### EXTRAIT DE LA PAGE
L’agglomération de Québec s’éloigne de sa cible de réduction d’émissions de gaz à effet de serre (GES), principalement à cause du transport routier, indiquent les données de l’année 2021, montrant selon divers observateurs la nécessité d’investir « massivement » dans les transports en commun.

Les villes de Québec, de L’Ancienne-Lorette et de Saint-Augustin-de-Desmaures, qui composent l’agglomération, ont généré 3,5 millions de tonnes d’équivalent dioxyde de carbone (Mt éq. CO2) durant cette deuxième année de la pandémie de COVID-19, révèle leur inventaire des émissions de GES de 2021, que La Presse a obtenu – l’agglomération ne rend pas encore ses inventaires publics.

Il s’agit d’une hausse de 2,5 % par rapport à 2010, alors que la capitale ambitionne de réduire ses émissions de 45 % par rapport à cette année-là d’ici 2030.

Cet objectif « commence à être vraiment, vraiment difficile à atteindre », s’est inquiété Christian Savard, directeur général de Vivre en ville, une organisation établie à Québec vouée au développement de milieux de vie de qualité.
######
### DONNÉES FOURNIES
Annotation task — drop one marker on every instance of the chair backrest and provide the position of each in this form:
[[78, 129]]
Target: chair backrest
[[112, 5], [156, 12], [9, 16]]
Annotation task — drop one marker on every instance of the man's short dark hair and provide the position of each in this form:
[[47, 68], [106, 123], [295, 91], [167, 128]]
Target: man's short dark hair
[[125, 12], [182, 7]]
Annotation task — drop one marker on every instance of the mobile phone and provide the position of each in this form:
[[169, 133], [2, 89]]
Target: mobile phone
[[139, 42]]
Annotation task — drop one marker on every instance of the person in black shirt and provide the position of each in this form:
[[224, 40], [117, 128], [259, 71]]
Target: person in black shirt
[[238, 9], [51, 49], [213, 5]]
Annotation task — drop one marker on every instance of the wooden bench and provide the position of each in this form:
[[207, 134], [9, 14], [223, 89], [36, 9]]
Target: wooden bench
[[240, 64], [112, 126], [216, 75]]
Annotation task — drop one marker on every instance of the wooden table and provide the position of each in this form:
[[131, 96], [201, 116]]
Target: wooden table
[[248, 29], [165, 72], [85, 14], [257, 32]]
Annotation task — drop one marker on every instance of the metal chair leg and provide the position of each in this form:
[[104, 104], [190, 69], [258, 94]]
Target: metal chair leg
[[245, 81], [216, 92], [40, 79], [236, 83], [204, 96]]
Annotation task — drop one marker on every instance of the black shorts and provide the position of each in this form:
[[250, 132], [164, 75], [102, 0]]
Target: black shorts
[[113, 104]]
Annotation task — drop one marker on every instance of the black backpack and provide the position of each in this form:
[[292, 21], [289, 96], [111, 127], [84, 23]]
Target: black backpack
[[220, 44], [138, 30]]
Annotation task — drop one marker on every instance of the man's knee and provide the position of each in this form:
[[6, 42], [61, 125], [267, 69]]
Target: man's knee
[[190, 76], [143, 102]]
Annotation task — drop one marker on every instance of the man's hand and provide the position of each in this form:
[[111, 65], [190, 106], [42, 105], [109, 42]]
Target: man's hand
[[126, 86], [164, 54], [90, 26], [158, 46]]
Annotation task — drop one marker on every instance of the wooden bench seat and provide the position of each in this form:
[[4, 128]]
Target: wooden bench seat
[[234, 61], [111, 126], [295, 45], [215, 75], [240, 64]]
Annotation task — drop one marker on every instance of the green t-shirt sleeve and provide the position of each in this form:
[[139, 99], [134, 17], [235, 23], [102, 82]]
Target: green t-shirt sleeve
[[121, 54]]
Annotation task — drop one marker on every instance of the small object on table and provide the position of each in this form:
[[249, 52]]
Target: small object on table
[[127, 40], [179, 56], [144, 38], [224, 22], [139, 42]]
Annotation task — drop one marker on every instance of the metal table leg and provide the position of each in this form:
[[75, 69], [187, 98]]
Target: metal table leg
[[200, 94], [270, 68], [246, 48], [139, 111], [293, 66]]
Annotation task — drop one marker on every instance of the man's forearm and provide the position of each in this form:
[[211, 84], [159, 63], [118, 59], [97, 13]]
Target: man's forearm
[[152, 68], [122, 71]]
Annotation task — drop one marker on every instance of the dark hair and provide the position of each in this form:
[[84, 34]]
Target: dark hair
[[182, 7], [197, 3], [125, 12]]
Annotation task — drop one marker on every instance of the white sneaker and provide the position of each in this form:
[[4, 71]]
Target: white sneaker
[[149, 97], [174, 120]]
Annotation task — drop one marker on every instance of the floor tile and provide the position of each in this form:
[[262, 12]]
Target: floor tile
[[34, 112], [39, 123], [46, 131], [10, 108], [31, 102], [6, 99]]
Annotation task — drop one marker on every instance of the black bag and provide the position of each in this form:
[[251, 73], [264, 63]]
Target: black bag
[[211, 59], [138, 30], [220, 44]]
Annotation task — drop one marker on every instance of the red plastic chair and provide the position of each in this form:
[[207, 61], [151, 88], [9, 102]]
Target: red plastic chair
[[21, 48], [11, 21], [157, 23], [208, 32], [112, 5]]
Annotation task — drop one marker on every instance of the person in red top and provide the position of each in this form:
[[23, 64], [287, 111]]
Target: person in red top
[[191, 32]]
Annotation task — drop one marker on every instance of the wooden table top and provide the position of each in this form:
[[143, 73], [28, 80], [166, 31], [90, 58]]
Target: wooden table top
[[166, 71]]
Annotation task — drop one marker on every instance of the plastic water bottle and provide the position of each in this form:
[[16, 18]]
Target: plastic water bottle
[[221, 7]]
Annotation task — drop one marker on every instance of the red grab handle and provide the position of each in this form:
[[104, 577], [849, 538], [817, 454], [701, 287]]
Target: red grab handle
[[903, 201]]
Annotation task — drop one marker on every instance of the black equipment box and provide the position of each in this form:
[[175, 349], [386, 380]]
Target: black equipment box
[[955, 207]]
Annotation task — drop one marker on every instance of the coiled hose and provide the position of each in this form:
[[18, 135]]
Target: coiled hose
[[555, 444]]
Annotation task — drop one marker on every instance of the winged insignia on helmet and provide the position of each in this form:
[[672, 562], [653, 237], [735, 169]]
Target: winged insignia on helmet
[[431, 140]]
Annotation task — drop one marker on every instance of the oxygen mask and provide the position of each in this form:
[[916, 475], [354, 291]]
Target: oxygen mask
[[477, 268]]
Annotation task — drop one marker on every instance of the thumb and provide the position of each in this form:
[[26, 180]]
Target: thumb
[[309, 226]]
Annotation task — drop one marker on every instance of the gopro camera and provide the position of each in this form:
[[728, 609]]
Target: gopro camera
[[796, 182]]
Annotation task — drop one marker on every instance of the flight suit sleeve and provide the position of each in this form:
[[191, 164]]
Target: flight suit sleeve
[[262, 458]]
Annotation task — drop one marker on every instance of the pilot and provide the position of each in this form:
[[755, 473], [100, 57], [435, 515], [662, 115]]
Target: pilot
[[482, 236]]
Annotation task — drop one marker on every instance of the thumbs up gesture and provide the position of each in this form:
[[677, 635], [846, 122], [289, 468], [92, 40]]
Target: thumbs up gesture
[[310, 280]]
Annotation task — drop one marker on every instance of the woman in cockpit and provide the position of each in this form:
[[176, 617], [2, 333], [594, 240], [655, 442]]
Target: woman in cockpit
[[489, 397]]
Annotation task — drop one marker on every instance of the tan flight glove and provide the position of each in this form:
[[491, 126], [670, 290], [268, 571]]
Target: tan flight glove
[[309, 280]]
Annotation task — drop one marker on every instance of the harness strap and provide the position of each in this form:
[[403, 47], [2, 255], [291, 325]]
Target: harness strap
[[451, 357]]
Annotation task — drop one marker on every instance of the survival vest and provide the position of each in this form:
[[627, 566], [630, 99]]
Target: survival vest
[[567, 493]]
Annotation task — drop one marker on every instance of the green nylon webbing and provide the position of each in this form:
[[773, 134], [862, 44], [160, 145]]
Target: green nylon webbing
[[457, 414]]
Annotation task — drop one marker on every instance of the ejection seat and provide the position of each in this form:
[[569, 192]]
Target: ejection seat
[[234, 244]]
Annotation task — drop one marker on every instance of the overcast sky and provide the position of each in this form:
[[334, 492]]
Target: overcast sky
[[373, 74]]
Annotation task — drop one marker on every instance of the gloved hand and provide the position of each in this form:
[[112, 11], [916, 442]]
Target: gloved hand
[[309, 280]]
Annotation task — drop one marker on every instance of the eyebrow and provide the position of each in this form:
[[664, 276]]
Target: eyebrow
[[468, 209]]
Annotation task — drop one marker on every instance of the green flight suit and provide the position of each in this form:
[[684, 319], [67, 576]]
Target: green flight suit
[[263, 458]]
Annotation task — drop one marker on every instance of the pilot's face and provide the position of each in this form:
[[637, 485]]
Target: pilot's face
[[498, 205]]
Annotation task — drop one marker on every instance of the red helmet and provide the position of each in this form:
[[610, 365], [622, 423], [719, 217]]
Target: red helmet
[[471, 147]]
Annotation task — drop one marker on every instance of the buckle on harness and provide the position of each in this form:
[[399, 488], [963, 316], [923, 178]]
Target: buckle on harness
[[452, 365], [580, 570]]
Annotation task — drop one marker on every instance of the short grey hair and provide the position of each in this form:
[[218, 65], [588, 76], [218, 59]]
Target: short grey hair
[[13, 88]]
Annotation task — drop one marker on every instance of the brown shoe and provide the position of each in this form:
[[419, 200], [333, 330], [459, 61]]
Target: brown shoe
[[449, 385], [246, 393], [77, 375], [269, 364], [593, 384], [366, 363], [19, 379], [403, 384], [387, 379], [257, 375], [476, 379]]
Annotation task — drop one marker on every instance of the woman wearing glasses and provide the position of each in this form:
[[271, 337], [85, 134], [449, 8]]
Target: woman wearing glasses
######
À FAIRE 1:
Dites si chacune des affirmations suivantes est conforme à l’article sur les émissions de GES de l’agglomération de Québec, en répondant oui ou non et en citant les mots de l’article qui tranchent. (a) L’agglomération publie déjà ses inventaires d’émissions. (b) En 2021, les émissions ont augmenté par rapport à 2010. (c) La capitale veut réduire ses émissions de 45 % par rapport à 2010 d’ici 2030.
À FAIRE 2:
Écrivez la suite de l’article sur les émissions de GES de l’agglomération de Québec, à partir de sa dernière phrase.

ZONE DE RÉPONSE 1:
(a) Non : « l’agglomération ne rend pas encore ses inventaires publics ».
(b) Oui : « Il s’agit d’une hausse de 2,5 % par rapport à 2010 ».
(c) Oui : « la capitale ambitionne de réduire ses émissions de 45 % par rapport à cette année-là d’ici 2030 ».

ZONE DE RÉPONSE 2:
Le secteur des transports est à lui seul responsable de près des deux tiers des émissions de l’agglomération de Québec, principalement attribuables au sous-secteur du transport routier, contre un peu plus du tiers dans l’agglomération de Montréal.

Cette part « beaucoup plus importante […] montre bien qu’on est beaucoup plus étalés, beaucoup plus dépendants de l’automobile qu’une ville comme Montréal », a réagi Alexandre Turgeon, directeur général et vice-président du Conseil régional de l’environnement de la région de la Capitale-Nationale, qui ne s’étonne pas de ce bilan.

Il y a « plus de véhicules par tranche de 1000 habitants à Québec qu’à Montréal » et moins d’industries lourdes, observe Pierre-Olivier Pineau, titulaire de la Chaire de gestion du secteur de l’énergie de HEC Montréal.

L’inventaire souligne d’ailleurs que l’augmentation du nombre de « véhicules de promenade » a été de 12 % sur le territoire de l’agglomération entre 2010 et 2021, soit le double de l’augmentation de la population.

« Les autos se reproduisent deux fois plus vite que les gens, à Québec », ironise Christian Savard.

PHOTO FRANÇOIS ROY, ARCHIVES LA PRESSE

Christian Savard, directeur général de Vivre en ville

Continuer d’aggraver le problème

Les émissions de GES de l’agglomération de Québec continuent d’augmenter en raison de « l’immobilisme » qui perdure depuis des décennies dans la planification des infrastructures de transport et l’aménagement du territoire, déplore Alexandre Turgeon.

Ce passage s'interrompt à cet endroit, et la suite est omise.